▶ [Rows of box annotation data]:
———

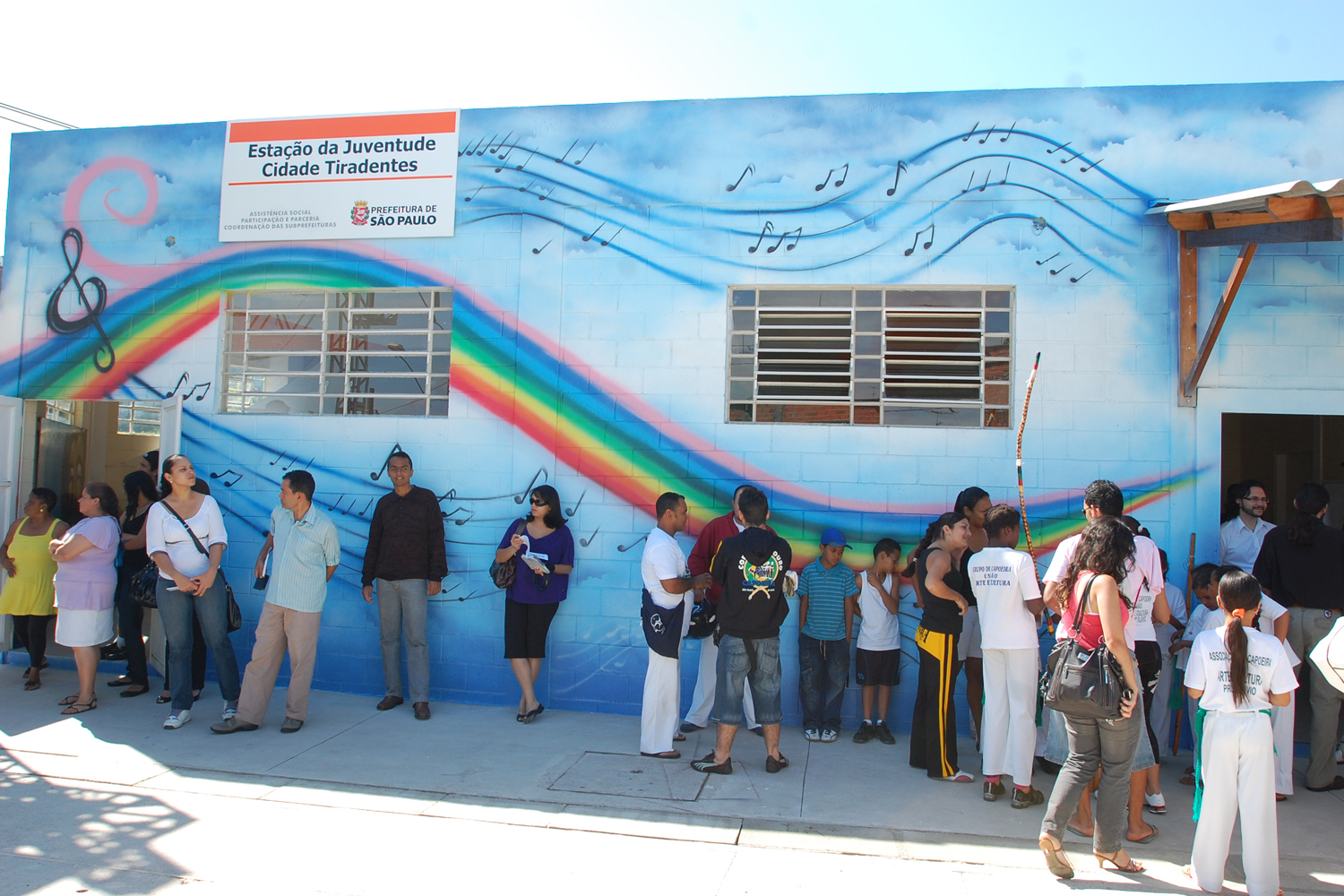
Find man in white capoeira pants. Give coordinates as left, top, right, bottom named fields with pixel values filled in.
left=682, top=484, right=774, bottom=735
left=640, top=492, right=710, bottom=759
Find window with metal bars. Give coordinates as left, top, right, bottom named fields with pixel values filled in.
left=728, top=286, right=1013, bottom=428
left=220, top=289, right=453, bottom=417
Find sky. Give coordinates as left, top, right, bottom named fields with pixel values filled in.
left=0, top=0, right=1344, bottom=248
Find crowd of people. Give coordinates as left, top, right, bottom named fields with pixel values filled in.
left=0, top=452, right=1344, bottom=896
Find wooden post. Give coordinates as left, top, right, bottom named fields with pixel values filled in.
left=1177, top=231, right=1199, bottom=407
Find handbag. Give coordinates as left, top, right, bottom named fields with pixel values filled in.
left=1040, top=575, right=1125, bottom=719
left=159, top=501, right=244, bottom=632
left=491, top=520, right=527, bottom=589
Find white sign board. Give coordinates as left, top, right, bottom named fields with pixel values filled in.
left=220, top=108, right=460, bottom=243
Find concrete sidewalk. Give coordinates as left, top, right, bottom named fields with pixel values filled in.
left=0, top=667, right=1344, bottom=893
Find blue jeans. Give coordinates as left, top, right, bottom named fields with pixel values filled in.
left=798, top=633, right=849, bottom=731
left=156, top=575, right=239, bottom=712
left=714, top=634, right=784, bottom=726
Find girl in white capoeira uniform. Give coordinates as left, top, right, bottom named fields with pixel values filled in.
left=1185, top=573, right=1297, bottom=896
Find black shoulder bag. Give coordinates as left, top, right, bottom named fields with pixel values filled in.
left=159, top=501, right=244, bottom=632
left=491, top=520, right=527, bottom=589
left=1040, top=575, right=1125, bottom=720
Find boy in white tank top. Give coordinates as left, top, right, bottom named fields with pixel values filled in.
left=854, top=538, right=900, bottom=745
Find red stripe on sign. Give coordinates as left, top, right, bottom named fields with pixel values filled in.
left=228, top=111, right=457, bottom=143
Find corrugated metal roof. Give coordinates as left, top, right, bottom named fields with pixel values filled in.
left=1148, top=178, right=1344, bottom=215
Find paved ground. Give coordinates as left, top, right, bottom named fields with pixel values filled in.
left=0, top=667, right=1344, bottom=895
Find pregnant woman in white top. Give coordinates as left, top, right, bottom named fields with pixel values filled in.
left=145, top=454, right=239, bottom=728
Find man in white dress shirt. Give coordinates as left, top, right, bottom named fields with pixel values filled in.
left=1218, top=479, right=1274, bottom=573
left=640, top=492, right=710, bottom=759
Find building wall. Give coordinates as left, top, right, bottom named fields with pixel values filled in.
left=0, top=83, right=1344, bottom=724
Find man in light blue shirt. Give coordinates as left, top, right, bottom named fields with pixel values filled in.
left=211, top=470, right=340, bottom=735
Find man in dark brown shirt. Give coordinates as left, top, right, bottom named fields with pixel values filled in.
left=363, top=452, right=448, bottom=719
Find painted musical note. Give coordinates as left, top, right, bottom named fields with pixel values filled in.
left=725, top=165, right=755, bottom=194
left=368, top=442, right=402, bottom=482
left=513, top=466, right=547, bottom=504
left=906, top=224, right=937, bottom=255
left=210, top=469, right=244, bottom=489
left=887, top=161, right=906, bottom=196
left=814, top=162, right=849, bottom=194
left=747, top=222, right=774, bottom=253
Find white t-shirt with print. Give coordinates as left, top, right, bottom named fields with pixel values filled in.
left=967, top=548, right=1040, bottom=650
left=857, top=573, right=900, bottom=650
left=1185, top=626, right=1297, bottom=712
left=1046, top=535, right=1167, bottom=650
left=640, top=527, right=695, bottom=638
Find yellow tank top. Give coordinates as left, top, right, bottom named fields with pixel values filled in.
left=0, top=520, right=56, bottom=616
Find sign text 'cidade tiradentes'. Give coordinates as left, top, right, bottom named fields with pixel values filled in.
left=220, top=110, right=459, bottom=242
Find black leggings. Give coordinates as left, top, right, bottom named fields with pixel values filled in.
left=13, top=616, right=51, bottom=669
left=1134, top=641, right=1163, bottom=758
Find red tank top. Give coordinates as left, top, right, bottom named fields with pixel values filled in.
left=1058, top=570, right=1129, bottom=650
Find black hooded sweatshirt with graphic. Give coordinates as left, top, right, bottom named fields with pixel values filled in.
left=710, top=528, right=793, bottom=638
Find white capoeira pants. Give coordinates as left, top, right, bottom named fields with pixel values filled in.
left=1148, top=650, right=1176, bottom=759
left=1271, top=693, right=1297, bottom=797
left=640, top=648, right=682, bottom=753
left=980, top=648, right=1040, bottom=785
left=1190, top=712, right=1279, bottom=896
left=683, top=637, right=757, bottom=728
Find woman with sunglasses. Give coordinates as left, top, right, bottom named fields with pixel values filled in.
left=495, top=485, right=574, bottom=724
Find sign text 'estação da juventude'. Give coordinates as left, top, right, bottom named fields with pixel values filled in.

———

▶ [What you need to do]:
Retype every line above character for character, leaving out the pictures.

▶ [Reply to the exercise]:
Find man in white capoeira pants. Give coordinates as left, top, right, bottom named fields with pixel values filled in.
left=682, top=484, right=774, bottom=735
left=640, top=492, right=710, bottom=759
Find window with metal bars. Give coordinates as left, top, right, bottom named fields with pixel values filled in.
left=728, top=286, right=1013, bottom=428
left=220, top=289, right=453, bottom=417
Find sky. Give coordinates as left, top, right, bottom named fields with pixel values filled in.
left=0, top=0, right=1344, bottom=248
Find crowd of people. Give coordinates as left, top, right, bottom named fields with pixel values filled in.
left=0, top=452, right=1344, bottom=896
Find wooden post. Give coordinates as left, top, right, bottom named fields with pixel values filled in.
left=1177, top=231, right=1199, bottom=407
Find handbag. Give coordinates as left, top, right, bottom named fields with pixel values filled in.
left=1040, top=575, right=1125, bottom=719
left=159, top=501, right=244, bottom=632
left=491, top=520, right=527, bottom=589
Find white sign board. Give coordinates as left, top, right, bottom named fields with pixel values filled in.
left=220, top=108, right=460, bottom=243
Find concrete sidewalk. Give coordinates as left, top, right, bottom named fields with pixel values filled in.
left=0, top=667, right=1344, bottom=893
Find blue jeans. Give coordinates as left, top, right, bottom named fields with pixel values filled in.
left=798, top=633, right=849, bottom=731
left=156, top=575, right=239, bottom=712
left=714, top=634, right=784, bottom=726
Find girl in white capoeira uniform. Give coordinates as left, top, right, bottom named fields with pixel values filled in.
left=1185, top=573, right=1297, bottom=896
Find black shoulder bag. Give coordinates as left, top, right, bottom named fields with pixel values filled in.
left=159, top=501, right=244, bottom=632
left=491, top=520, right=527, bottom=589
left=1040, top=575, right=1125, bottom=720
Find boy in white tank top. Give coordinates as left, top, right, bottom named fields with pixel values filled in.
left=854, top=538, right=900, bottom=745
Find red stripe on sign. Give coordinates as left, top, right, bottom named fields with pixel values filled in.
left=228, top=111, right=457, bottom=143
Find corrugated metal roof. Give coordinates as left, top, right, bottom named fields with pixel values filled in.
left=1148, top=178, right=1344, bottom=215
Find paved ground. Give coordinates as left, top, right, bottom named fields with pixel values filled in.
left=0, top=667, right=1344, bottom=895
Find pregnant woman in white top. Give coordinates as left, top, right, bottom named fields with pixel values filled in.
left=145, top=454, right=239, bottom=728
Find man in white dress shirt. Give coordinates as left, top, right, bottom named fields with pixel values filled in.
left=1218, top=479, right=1274, bottom=573
left=640, top=492, right=710, bottom=759
Find building wall. Give coordinates as left, top, right, bottom named fields with pixel values filled in.
left=0, top=83, right=1344, bottom=724
Find man in light blue shirt. Give coordinates as left, top, right, bottom named fields with pixel values filled in.
left=211, top=470, right=340, bottom=735
Find man in dark brown shirt. Give coordinates as left, top, right, bottom named fields with pixel values filled in.
left=363, top=452, right=448, bottom=719
Find painted musical note. Give coordinates as left, top, right, bottom named fields with pixel values filled in.
left=725, top=165, right=755, bottom=194
left=368, top=442, right=402, bottom=482
left=513, top=466, right=547, bottom=504
left=906, top=224, right=937, bottom=255
left=210, top=469, right=244, bottom=489
left=887, top=161, right=906, bottom=196
left=814, top=162, right=849, bottom=194
left=747, top=222, right=774, bottom=253
Find white t-shirt with print. Give coordinates as left, top, right, bottom named fields with pixel values filled in.
left=967, top=548, right=1040, bottom=650
left=857, top=573, right=900, bottom=650
left=1185, top=626, right=1297, bottom=712
left=1046, top=535, right=1167, bottom=650
left=640, top=527, right=695, bottom=638
Find yellow tank top. Give coordinates as left, top, right, bottom named fields with pixel values filled in.
left=0, top=520, right=56, bottom=616
Find sign text 'cidade tiradentes'. Give coordinates as left, top, right, bottom named fields with pixel values filled in.
left=220, top=110, right=459, bottom=242
Find black leggings. Give coordinates as left, top, right, bottom named fields with pixel values filled in.
left=13, top=616, right=51, bottom=669
left=1134, top=641, right=1163, bottom=758
Find red tank top. Give coordinates as left, top, right, bottom named fields with pixel values filled in.
left=1058, top=570, right=1129, bottom=650
Find black hooded sweatshirt with graphic. Give coordinates as left, top, right, bottom named fields with pixel values filled in.
left=710, top=528, right=793, bottom=638
Find white capoeira pants. Give coordinates as left, top, right, bottom named fields with pixel values filled in.
left=1148, top=650, right=1176, bottom=759
left=1271, top=693, right=1297, bottom=797
left=640, top=648, right=682, bottom=753
left=980, top=648, right=1040, bottom=785
left=1190, top=712, right=1279, bottom=896
left=683, top=637, right=757, bottom=728
Find woman with sunglasses. Give coordinates as left, top, right, bottom named fields with pixel values filled in.
left=495, top=485, right=574, bottom=724
Find sign text 'estação da juventude'. Give coordinates as left, top, right, bottom named fields with pixel values filled in.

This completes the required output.